* ACTION ITEM *
Look through the data and write out every line with the word "below" in it.

Dataset entries
□ □ □ □

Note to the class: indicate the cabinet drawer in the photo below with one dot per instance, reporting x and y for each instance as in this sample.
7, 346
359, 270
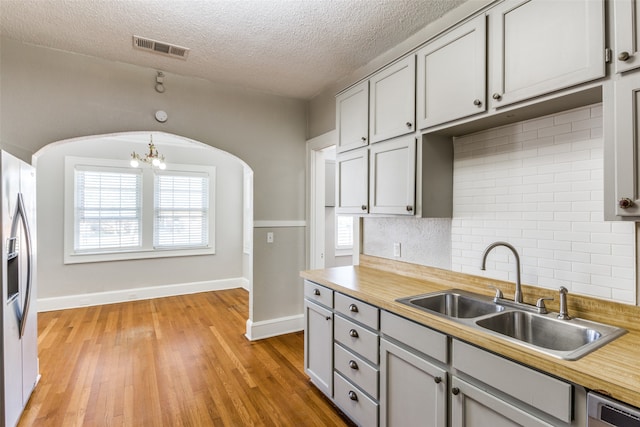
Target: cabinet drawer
318, 294
356, 369
356, 338
543, 392
414, 335
357, 310
354, 402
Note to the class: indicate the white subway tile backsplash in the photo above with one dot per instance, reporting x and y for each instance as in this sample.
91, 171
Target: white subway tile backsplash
537, 184
551, 212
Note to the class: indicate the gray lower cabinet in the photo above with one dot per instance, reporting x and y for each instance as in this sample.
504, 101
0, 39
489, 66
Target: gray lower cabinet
413, 374
382, 369
413, 392
474, 407
318, 337
489, 390
356, 353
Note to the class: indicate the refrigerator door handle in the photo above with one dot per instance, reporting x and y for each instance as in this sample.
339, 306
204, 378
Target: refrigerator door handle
22, 214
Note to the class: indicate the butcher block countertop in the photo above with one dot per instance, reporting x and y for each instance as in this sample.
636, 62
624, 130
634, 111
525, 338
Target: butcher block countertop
613, 370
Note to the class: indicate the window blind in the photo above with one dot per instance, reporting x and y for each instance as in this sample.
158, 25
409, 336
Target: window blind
181, 210
107, 209
344, 232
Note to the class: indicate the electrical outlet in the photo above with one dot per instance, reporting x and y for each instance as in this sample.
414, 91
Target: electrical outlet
396, 249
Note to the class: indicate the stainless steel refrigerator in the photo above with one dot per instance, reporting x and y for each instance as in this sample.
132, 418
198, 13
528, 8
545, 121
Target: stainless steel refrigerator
19, 351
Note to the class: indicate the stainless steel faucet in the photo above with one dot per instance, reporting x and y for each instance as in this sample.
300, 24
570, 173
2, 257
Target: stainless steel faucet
564, 311
518, 295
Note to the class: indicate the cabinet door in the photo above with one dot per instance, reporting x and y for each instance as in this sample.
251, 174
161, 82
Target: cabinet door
627, 34
392, 103
627, 133
540, 46
392, 181
452, 75
318, 346
352, 117
413, 392
473, 407
352, 182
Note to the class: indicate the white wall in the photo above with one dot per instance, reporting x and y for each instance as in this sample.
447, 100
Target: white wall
58, 280
48, 95
538, 184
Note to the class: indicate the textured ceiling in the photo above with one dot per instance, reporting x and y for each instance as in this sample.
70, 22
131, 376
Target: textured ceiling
294, 48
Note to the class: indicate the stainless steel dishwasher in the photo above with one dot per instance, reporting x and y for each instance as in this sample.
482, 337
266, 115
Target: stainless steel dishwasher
605, 412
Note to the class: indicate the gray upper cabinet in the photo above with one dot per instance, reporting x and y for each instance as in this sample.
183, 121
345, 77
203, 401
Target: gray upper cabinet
451, 75
392, 176
626, 14
538, 47
392, 100
352, 117
352, 182
625, 127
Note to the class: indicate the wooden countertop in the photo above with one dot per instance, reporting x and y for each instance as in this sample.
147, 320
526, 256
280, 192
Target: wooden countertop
613, 370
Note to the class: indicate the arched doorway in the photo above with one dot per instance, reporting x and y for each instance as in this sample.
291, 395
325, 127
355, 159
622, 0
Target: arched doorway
65, 283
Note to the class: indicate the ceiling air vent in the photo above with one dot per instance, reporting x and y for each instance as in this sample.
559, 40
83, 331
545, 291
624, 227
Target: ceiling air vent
160, 48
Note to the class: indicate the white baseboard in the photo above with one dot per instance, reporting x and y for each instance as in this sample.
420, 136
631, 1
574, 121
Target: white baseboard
135, 294
271, 328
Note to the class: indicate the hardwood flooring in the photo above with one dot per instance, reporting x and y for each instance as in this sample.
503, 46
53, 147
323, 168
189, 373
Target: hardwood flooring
177, 361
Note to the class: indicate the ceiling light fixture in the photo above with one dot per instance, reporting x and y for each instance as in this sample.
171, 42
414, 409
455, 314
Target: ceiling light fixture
160, 82
152, 158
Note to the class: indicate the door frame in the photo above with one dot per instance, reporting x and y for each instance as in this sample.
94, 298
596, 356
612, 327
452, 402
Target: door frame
315, 197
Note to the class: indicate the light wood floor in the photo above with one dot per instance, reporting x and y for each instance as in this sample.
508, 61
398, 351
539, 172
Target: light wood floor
178, 361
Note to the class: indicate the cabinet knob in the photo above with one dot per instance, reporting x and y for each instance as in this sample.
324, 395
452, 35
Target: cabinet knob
625, 203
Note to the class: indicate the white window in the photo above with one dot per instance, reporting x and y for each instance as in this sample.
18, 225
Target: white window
344, 232
181, 210
116, 212
108, 209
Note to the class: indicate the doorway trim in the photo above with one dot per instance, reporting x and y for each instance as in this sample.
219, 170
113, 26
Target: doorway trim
315, 197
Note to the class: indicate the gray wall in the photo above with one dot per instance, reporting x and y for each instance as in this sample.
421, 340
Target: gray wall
48, 95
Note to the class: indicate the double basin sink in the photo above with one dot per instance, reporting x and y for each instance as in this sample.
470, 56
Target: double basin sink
564, 339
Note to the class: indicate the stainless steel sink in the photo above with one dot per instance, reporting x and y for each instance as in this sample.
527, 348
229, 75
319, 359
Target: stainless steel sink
517, 323
454, 303
566, 339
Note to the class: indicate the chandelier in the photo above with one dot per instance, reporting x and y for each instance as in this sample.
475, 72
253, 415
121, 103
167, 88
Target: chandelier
152, 157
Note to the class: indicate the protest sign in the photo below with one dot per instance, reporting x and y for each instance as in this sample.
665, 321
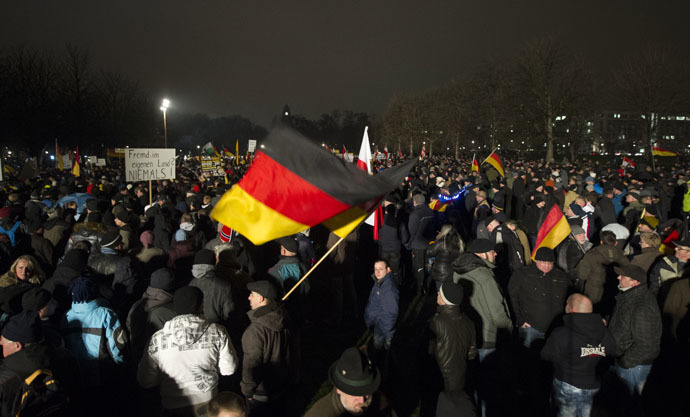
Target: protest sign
149, 164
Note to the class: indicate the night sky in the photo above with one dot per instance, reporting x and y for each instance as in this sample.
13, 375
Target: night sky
252, 57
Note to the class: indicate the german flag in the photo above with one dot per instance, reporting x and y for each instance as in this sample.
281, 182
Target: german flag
495, 162
659, 151
295, 184
552, 232
475, 164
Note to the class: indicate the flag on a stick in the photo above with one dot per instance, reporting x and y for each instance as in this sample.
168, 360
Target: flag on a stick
659, 151
495, 162
75, 167
552, 232
58, 155
475, 164
628, 162
294, 184
364, 159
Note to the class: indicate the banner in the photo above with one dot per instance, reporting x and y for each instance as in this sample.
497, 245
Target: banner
212, 165
149, 164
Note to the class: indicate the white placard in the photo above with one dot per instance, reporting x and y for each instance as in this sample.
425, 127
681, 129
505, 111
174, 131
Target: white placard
149, 164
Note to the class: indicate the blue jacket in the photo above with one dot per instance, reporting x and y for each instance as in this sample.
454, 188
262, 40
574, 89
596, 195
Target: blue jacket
94, 335
382, 309
618, 202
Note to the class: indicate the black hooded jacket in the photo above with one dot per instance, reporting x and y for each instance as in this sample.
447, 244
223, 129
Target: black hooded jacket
577, 347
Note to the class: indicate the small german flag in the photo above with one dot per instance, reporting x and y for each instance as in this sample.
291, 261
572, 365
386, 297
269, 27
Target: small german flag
295, 184
495, 162
659, 151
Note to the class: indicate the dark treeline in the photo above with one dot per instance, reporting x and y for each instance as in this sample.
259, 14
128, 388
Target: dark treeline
519, 105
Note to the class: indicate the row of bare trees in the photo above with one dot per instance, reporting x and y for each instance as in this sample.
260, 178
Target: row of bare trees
44, 97
517, 105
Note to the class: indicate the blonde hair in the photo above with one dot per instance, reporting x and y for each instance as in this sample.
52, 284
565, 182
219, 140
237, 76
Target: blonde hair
35, 274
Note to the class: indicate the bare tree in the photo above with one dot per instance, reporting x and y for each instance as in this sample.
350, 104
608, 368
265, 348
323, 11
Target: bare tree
549, 79
654, 82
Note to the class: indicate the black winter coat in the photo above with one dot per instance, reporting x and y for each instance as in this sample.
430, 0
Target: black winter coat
442, 270
537, 298
454, 344
577, 348
636, 327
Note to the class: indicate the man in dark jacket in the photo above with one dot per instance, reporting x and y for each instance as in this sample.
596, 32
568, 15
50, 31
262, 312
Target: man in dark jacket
636, 327
111, 263
25, 352
355, 389
537, 292
149, 314
271, 362
418, 223
575, 349
454, 341
218, 302
381, 312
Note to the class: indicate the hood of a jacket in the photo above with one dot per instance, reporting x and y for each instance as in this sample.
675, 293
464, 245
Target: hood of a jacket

□ □ □ □

* REPLY *
Note to the class: indicate the cabinet drawer in the photo below with one dot per instance, reporting x and y for each instance as in this sample.
Note to the class: indicate the protest sign in the photo below with one dot per instance, reporting x and y for each instance as in this sample.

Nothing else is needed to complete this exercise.